Source records:
BEGIN
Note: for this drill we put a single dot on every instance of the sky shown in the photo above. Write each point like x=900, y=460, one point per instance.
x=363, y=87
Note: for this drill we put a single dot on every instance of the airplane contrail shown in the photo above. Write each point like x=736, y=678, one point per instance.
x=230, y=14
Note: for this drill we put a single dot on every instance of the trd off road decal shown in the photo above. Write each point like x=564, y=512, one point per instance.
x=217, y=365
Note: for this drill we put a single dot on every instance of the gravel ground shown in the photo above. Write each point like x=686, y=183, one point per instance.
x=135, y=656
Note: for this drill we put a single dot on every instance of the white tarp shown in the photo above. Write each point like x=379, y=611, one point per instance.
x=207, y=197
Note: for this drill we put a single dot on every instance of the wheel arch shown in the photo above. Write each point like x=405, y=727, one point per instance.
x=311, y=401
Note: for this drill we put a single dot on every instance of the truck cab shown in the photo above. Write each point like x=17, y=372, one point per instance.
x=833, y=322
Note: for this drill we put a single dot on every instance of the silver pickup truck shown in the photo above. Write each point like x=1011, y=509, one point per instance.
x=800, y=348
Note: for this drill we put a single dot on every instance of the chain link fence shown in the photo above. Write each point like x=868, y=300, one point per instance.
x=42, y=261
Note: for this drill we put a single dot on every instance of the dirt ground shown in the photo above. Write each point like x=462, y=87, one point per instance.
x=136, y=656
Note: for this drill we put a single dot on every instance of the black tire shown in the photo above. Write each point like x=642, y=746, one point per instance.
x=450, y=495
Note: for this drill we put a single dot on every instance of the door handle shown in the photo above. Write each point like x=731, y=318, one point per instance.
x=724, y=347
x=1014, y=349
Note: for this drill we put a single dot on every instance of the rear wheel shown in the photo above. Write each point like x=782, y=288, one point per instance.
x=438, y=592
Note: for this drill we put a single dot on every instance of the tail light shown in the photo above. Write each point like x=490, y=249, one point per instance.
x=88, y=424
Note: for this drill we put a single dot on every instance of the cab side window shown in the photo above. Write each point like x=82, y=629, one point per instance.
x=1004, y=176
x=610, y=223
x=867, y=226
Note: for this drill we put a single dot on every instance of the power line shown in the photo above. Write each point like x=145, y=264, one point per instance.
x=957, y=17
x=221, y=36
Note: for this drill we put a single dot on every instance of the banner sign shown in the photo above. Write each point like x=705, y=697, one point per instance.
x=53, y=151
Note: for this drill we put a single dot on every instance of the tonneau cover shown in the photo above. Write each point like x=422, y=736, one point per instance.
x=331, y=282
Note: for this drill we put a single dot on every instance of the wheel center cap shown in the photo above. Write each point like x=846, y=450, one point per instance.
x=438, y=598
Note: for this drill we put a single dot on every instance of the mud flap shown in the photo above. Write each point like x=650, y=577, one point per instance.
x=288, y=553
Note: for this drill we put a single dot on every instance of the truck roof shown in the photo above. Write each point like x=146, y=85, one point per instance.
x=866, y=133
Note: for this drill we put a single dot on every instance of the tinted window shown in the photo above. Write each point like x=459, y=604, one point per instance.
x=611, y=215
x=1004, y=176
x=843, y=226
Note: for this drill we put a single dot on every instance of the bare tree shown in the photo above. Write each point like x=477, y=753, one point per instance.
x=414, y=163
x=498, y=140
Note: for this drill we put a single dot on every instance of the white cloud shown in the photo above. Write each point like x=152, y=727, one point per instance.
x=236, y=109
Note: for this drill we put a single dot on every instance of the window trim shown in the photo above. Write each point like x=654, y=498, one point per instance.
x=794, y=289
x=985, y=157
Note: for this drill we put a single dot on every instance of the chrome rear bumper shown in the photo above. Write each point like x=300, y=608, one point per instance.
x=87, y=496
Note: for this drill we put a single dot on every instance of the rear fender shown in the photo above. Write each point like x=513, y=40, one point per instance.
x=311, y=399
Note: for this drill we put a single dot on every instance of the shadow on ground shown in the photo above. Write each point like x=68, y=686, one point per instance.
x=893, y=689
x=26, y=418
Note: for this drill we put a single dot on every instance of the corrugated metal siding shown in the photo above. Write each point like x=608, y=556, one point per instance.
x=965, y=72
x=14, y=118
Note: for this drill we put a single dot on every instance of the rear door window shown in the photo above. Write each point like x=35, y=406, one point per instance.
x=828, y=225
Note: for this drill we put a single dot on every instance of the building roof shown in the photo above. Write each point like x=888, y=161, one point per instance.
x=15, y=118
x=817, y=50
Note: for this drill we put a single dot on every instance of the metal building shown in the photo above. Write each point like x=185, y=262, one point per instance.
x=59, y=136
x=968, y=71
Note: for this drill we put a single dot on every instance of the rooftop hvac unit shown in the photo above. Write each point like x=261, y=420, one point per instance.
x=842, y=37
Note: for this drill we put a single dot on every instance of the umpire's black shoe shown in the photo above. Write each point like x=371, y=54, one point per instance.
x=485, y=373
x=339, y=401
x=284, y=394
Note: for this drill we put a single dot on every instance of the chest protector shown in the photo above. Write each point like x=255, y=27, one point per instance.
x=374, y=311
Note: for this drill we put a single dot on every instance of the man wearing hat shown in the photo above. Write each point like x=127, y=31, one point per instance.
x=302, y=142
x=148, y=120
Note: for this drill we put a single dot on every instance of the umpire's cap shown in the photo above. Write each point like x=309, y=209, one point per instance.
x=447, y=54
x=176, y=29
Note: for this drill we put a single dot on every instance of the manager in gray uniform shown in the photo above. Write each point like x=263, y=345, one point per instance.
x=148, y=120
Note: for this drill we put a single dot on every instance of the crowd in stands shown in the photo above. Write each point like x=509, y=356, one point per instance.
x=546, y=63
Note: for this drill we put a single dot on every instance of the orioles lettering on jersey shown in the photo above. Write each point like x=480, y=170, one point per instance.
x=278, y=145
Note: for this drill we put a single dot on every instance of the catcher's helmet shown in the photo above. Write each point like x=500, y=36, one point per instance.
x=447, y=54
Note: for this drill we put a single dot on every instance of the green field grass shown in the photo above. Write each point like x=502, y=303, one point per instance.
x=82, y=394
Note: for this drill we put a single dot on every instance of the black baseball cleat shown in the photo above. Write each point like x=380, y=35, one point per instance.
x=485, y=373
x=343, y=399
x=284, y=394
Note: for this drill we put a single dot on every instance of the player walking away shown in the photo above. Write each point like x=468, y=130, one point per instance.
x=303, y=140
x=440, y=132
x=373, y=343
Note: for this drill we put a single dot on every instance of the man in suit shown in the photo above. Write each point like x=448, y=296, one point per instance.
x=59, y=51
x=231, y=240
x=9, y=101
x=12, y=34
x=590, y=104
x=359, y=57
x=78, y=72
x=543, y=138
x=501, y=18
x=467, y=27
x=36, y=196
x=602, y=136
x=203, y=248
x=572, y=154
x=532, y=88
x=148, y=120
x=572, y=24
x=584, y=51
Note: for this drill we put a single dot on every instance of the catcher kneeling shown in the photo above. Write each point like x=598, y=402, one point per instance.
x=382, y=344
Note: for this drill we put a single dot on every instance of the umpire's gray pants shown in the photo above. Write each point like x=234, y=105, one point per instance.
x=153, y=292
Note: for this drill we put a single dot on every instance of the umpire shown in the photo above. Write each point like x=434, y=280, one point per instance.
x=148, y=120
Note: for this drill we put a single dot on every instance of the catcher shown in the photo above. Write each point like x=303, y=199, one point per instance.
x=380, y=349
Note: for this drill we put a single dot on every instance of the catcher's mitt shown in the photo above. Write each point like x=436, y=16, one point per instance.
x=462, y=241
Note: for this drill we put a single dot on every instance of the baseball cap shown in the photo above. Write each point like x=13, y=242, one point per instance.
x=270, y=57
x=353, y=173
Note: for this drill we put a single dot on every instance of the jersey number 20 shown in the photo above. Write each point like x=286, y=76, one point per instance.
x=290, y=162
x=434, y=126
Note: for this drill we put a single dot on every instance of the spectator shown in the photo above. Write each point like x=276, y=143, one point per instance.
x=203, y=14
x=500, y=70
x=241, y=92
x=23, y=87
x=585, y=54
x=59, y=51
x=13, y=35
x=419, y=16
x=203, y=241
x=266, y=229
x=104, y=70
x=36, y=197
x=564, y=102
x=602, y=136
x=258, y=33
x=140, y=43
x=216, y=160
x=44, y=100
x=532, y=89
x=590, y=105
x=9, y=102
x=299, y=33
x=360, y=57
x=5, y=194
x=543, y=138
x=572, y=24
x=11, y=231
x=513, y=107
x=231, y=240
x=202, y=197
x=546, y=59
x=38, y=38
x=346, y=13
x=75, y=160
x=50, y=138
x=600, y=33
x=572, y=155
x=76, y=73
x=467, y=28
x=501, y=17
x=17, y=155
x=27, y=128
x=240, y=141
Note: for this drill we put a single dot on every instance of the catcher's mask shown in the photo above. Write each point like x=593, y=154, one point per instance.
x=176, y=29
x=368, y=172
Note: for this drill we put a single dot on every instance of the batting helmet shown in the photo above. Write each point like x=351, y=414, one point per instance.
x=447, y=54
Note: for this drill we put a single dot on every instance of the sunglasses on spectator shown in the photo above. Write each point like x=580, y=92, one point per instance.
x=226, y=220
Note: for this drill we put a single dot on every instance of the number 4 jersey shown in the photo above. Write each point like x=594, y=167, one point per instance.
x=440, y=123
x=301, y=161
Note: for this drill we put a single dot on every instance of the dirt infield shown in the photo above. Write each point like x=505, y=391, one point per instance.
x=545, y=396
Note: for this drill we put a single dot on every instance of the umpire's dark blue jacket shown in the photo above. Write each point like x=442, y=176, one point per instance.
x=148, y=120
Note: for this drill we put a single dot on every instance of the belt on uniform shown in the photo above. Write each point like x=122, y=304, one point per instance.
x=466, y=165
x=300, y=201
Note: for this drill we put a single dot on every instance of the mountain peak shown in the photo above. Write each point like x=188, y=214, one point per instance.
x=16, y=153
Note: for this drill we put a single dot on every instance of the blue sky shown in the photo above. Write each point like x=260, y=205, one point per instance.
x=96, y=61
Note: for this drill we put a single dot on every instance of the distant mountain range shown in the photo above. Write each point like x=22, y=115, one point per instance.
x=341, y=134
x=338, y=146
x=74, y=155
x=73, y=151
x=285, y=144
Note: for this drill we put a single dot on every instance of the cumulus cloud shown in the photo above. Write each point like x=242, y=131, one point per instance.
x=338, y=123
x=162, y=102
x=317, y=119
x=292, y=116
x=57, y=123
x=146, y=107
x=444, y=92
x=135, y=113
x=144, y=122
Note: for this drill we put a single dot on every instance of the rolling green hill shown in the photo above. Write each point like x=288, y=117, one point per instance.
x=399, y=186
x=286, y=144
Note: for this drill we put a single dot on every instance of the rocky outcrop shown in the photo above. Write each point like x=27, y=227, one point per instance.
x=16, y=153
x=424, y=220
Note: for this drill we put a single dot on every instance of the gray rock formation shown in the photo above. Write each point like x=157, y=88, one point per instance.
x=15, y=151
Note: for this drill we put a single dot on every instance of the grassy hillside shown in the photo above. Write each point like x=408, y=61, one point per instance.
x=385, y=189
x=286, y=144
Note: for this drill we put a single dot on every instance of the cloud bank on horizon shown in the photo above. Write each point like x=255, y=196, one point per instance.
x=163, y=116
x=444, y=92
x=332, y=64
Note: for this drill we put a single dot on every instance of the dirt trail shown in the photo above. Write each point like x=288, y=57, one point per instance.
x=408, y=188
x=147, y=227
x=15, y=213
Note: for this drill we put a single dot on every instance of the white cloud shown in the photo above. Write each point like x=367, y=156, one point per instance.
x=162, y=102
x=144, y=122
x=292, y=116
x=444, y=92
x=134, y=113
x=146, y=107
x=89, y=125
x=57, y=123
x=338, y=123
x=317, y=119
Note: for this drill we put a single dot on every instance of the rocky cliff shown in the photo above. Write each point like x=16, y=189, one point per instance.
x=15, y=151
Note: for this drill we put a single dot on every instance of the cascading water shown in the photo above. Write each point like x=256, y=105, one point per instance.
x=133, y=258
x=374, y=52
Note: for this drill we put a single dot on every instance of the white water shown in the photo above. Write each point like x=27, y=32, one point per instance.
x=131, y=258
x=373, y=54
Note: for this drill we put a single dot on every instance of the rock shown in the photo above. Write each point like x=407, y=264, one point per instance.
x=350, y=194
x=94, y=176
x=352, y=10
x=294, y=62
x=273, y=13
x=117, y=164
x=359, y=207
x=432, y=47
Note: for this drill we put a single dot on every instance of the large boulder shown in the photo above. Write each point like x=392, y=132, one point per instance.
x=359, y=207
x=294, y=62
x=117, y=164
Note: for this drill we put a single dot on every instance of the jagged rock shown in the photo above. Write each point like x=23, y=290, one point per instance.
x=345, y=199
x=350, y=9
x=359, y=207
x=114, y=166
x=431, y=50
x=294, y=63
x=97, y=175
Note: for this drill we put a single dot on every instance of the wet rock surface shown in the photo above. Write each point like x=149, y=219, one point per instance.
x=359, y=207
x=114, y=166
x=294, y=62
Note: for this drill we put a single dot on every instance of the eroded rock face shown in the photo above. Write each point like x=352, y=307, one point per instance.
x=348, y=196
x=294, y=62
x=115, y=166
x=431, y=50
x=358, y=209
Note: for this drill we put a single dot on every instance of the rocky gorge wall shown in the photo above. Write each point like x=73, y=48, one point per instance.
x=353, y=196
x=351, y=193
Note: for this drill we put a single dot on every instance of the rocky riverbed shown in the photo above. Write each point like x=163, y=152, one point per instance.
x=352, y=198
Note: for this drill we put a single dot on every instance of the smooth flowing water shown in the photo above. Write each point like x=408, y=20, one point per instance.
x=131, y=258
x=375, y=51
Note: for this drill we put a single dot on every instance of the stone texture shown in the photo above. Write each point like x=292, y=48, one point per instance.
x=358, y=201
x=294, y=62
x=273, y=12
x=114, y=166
END
§ Assigned task
A word-for-word restatement of the records above from the line containing "y=20, one point per instance." to their final line is all the answer should hold.

§ Written solution
Note: for this drill we put a single dot on every instance of the smooth flowing water shown in the photo above. Write each point like x=408, y=20, one point per instance.
x=131, y=258
x=375, y=51
Note: for this drill we put a single dot on every instance of the stone texture shown in the photo above. Write each point like x=292, y=48, one point per instance.
x=358, y=201
x=294, y=62
x=273, y=12
x=114, y=166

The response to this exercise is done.